> [Задания для выполнения]
[a] Перечислите всех реальных людей, которых отрывок о нептунизме и плутонизме называет по имени. Литературных персонажей не включайте.
[b] Перепишите часть отрывка о нептунизме и плутонизме, начав с фрагмента, где есть «Параллельно нептунизму набирало», и остановившись после «считал и Ломоносов).». При этом замените «Джеймс Геттон» на «Джеймс Хаттон».
[c] Согласуются ли с отрывком о нептунизме и плутонизме следующие утверждения? Для каждого ответьте «да» или «нет» и приведите решающие слова отрывка.
(i) Плутонизм ставил на первое место внешние силы.
(ii) Гёте отразил споры этих течений во второй части трагедии «Фауст».
(iii) В трагедии Дьявол выступает сторонником порядка.

> [Отрывок]
# # # # #

Параллельно нептунизму набирало силы другое могучее течение геологической мысли — плутонизм, выдвигающий на первое место внутренние подземные силы, вулканические явления и землетрясения, действие подземного огня. Таких взглядов придерживался, например, Джеймс Геттон.
Борьба этих научных течений отражала два воззрения на сущность природных процессов, на взаимоотношение внутренних (эндогенных) и внешних (экзогенных) сил в истории планеты. Их споры перешли даже на страницы литературных произведений. Гёте ввел их во вторую часть трагедии «Фауст». Дьявол, конечно, выступает проповедником хаоса и разрушения, а мудрый Фауст — сторонником порядка и божественной стройности природных явлений (так считал и Ломоносов).

# # # # #

Записанные данные
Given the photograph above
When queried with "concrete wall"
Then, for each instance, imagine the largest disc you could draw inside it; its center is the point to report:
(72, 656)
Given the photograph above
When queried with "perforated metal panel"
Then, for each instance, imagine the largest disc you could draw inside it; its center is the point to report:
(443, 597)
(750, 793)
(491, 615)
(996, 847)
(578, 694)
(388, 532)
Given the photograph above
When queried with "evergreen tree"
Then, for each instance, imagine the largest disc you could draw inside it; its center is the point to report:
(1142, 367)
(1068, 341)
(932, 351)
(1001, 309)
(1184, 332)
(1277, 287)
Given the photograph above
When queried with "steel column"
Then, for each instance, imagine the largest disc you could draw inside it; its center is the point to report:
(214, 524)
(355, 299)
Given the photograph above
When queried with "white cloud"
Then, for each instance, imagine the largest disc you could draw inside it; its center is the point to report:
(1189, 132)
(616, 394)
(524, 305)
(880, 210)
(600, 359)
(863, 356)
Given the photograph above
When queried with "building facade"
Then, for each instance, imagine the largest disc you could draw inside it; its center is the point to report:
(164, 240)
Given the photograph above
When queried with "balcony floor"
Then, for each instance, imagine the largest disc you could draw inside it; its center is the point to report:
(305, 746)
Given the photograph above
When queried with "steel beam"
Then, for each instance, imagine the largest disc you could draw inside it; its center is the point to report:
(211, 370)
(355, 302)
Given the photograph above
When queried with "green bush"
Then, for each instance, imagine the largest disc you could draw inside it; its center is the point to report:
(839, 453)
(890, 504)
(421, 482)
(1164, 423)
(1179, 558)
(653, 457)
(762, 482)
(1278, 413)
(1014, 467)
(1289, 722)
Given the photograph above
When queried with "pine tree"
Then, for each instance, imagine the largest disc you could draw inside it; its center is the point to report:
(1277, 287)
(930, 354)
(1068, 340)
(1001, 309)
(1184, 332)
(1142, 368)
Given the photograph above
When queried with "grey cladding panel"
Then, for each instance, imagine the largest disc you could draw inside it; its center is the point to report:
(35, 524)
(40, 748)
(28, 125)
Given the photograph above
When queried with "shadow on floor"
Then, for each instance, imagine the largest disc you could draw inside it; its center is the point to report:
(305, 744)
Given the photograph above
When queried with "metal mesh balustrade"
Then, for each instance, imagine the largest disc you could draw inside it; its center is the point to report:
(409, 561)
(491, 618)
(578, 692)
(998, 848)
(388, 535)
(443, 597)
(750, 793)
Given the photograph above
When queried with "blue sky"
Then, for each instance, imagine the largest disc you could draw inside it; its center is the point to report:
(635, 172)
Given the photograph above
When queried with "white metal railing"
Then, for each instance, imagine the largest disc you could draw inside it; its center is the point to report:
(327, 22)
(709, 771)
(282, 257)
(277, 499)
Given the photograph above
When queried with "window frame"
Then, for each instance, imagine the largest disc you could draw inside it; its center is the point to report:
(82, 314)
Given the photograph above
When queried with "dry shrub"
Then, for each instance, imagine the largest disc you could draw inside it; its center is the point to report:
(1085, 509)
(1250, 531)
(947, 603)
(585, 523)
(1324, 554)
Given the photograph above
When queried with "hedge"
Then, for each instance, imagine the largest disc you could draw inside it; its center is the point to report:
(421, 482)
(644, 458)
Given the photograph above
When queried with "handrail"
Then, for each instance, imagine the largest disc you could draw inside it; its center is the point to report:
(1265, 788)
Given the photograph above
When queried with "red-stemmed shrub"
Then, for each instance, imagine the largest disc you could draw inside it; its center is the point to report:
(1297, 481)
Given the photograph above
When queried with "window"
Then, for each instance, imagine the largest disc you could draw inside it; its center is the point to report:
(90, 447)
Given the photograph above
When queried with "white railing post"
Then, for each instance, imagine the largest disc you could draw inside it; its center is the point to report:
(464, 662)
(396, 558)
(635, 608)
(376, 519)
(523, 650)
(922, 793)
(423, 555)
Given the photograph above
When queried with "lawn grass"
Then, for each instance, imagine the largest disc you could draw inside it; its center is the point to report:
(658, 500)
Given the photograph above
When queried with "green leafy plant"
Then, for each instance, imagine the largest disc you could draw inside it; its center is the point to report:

# # # # #

> [Ответы к заданиям]
[a] Джеймс Геттон, Гёте, Ломоносов

[b]
Параллельно нептунизму набирало силы другое могучее течение геологической мысли — плутонизм, выдвигающий на первое место внутренние подземные силы, вулканические явления и землетрясения, действие подземного огня. Таких взглядов придерживался, например, Джеймс Хаттон.
Борьба этих научных течений отражала два воззрения на сущность природных процессов, на взаимоотношение внутренних (эндогенных) и внешних (экзогенных) сил в истории планеты. Их споры перешли даже на страницы литературных произведений. Гёте ввел их во вторую часть трагедии «Фауст». Дьявол, конечно, выступает проповедником хаоса и разрушения, а мудрый Фауст — сторонником порядка и божественной стройности природных явлений (так считал и Ломоносов).

[c]
(i) Нет: «выдвигающий на первое место внутренние подземные силы».
(ii) Да: «Гёте ввел их во вторую часть трагедии «Фауст»».
(iii) Нет: «Дьявол, конечно, выступает проповедником хаоса и разрушения».